* _Document text_
_ _ _ _ _
Tag Archives: dementia

Physical fitness linked to lower cognitive impairment in dementia

Dr Eddy Davelaar from the Department of Psychological Sciences discusses the importance of physical fitness in offsetting cognitive impairment in adults with dementia.

 

Dementia and cognitive impairment cost the UK economy approximately £26 billion per year. The number of people with dementia in England and Wales has been projected to increase by 57% from 2016 to 2040, primarily because of extended life expectancy. Finding ways to slow its severity and progression could have life-changing effects for the 800,000 people estimated to be living with dementia in the UK.

With the increased incidence in dementia, people are interested to know whether it could be prevented through changes in their lifestyle, such as eating habits, exercise, and decreased environmental stress. Research does suggest that a healthy lifestyle lowers the risk of dementia. We were interested in physical fitness as one of the lifestyle factors. In our recent article published in Frontiers in Public Health, we asked the question of whether self-reported physical fitness is associated with cognitive, or thinking ability in people with dementia.

To assess this, we used a cross-sectional design with two groups. The first group was made up of 30 older individuals (aged 65+ years) with dementia, who were attending the Alzheimer’s café social events. Those people in the dementia group have lower cognitive performance than the 40 age-matched participants from our control group, who do not have dementia.
_ _ _ _ _
[Recorded data]
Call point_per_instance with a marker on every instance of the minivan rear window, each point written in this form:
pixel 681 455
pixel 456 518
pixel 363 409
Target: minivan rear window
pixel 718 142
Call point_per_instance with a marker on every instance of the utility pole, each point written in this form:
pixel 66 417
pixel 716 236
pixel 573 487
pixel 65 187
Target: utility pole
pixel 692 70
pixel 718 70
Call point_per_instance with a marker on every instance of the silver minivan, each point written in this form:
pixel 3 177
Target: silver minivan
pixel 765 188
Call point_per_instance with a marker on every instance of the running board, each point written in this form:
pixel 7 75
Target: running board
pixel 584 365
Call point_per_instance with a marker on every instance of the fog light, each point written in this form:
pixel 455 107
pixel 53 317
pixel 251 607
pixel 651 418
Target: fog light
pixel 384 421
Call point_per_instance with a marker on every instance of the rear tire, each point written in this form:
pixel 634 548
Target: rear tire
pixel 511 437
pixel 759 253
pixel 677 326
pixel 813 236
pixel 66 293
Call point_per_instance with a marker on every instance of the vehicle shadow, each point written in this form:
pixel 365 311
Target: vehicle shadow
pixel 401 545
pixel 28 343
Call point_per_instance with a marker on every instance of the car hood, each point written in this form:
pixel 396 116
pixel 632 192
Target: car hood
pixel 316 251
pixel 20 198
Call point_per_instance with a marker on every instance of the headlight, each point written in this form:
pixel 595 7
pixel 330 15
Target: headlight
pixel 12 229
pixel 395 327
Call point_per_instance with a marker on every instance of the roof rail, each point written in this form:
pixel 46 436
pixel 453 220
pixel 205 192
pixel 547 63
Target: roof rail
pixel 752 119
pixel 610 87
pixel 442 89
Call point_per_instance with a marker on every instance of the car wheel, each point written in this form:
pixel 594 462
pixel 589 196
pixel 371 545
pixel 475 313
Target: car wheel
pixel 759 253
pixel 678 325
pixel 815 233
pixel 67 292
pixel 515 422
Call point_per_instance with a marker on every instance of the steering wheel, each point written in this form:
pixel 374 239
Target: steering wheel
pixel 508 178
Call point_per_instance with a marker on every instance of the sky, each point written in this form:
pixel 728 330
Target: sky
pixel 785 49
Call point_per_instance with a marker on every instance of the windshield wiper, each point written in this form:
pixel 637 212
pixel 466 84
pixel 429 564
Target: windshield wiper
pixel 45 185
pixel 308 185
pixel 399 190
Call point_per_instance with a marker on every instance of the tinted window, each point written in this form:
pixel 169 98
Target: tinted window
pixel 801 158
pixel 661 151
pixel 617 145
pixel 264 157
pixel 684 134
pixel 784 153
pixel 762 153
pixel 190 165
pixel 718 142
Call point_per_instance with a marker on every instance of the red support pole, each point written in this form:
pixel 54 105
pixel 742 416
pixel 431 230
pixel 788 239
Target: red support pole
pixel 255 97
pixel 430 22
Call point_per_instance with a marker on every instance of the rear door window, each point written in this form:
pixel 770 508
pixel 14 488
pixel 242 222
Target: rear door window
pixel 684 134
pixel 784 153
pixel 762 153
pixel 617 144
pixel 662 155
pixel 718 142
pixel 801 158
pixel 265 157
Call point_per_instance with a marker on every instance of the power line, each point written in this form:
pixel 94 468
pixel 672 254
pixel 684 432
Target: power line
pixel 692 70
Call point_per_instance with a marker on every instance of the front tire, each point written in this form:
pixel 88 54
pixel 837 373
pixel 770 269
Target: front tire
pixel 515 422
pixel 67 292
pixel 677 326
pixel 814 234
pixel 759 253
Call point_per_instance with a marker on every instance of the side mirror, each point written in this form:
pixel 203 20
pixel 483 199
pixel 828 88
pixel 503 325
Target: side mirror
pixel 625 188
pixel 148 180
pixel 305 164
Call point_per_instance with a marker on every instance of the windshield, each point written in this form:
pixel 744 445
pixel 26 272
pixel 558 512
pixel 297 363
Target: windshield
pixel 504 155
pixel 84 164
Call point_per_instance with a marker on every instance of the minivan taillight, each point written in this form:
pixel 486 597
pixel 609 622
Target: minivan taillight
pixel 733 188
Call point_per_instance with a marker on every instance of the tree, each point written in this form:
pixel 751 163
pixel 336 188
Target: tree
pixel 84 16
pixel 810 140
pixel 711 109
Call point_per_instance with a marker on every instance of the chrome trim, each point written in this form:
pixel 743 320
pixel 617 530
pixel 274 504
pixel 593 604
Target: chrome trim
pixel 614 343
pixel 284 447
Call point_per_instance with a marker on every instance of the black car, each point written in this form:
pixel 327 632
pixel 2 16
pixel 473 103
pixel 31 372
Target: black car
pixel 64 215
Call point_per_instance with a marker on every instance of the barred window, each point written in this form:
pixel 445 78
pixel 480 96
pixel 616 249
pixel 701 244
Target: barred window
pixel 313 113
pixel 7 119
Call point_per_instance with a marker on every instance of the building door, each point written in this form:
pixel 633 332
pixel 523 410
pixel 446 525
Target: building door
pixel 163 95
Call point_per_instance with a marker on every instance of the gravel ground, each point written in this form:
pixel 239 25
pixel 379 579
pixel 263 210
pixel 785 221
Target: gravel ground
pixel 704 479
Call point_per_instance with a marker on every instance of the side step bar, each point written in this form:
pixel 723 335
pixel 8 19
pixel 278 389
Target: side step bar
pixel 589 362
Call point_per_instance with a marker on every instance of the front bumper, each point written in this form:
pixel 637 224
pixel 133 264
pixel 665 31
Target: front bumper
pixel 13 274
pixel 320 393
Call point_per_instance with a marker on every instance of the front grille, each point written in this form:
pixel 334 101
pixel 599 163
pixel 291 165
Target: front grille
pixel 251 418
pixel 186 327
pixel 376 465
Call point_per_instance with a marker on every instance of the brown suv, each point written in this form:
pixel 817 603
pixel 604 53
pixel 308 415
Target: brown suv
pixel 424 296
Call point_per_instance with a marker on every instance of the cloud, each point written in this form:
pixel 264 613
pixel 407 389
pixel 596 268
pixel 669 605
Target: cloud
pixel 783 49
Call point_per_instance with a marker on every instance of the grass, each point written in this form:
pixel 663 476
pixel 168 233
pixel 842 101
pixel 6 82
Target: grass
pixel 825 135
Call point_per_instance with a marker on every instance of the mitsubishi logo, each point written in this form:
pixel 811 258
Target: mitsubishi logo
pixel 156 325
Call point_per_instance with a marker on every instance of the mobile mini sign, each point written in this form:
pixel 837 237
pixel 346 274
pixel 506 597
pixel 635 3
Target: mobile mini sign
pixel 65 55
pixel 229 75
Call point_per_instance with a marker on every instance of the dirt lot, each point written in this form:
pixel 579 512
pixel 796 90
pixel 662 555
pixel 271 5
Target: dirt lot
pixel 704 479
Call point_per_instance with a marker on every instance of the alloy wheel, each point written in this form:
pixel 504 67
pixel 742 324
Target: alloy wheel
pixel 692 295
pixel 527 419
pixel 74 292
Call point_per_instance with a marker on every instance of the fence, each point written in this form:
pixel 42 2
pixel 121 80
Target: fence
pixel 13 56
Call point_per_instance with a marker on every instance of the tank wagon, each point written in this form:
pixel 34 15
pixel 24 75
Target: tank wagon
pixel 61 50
_ _ _ _ _
* _Work to complete_
Transcribe the passage of the article on physical fitness and dementia, starting at "Dr Eddy Davelaar" and ending at "dementia in the UK.".

* _Answer space_
Dr Eddy Davelaar from the Department of Psychological Sciences discusses the importance of physical fitness in offsetting cognitive impairment in adults with dementia.

 

Dementia and cognitive impairment cost the UK economy approximately £26 billion per year. The number of people with dementia in England and Wales has been projected to increase by 57% from 2016 to 2040, primarily because of extended life expectancy. Finding ways to slow its severity and progression could have life-changing effects for the 800,000 people estimated to be living with dementia in the UK.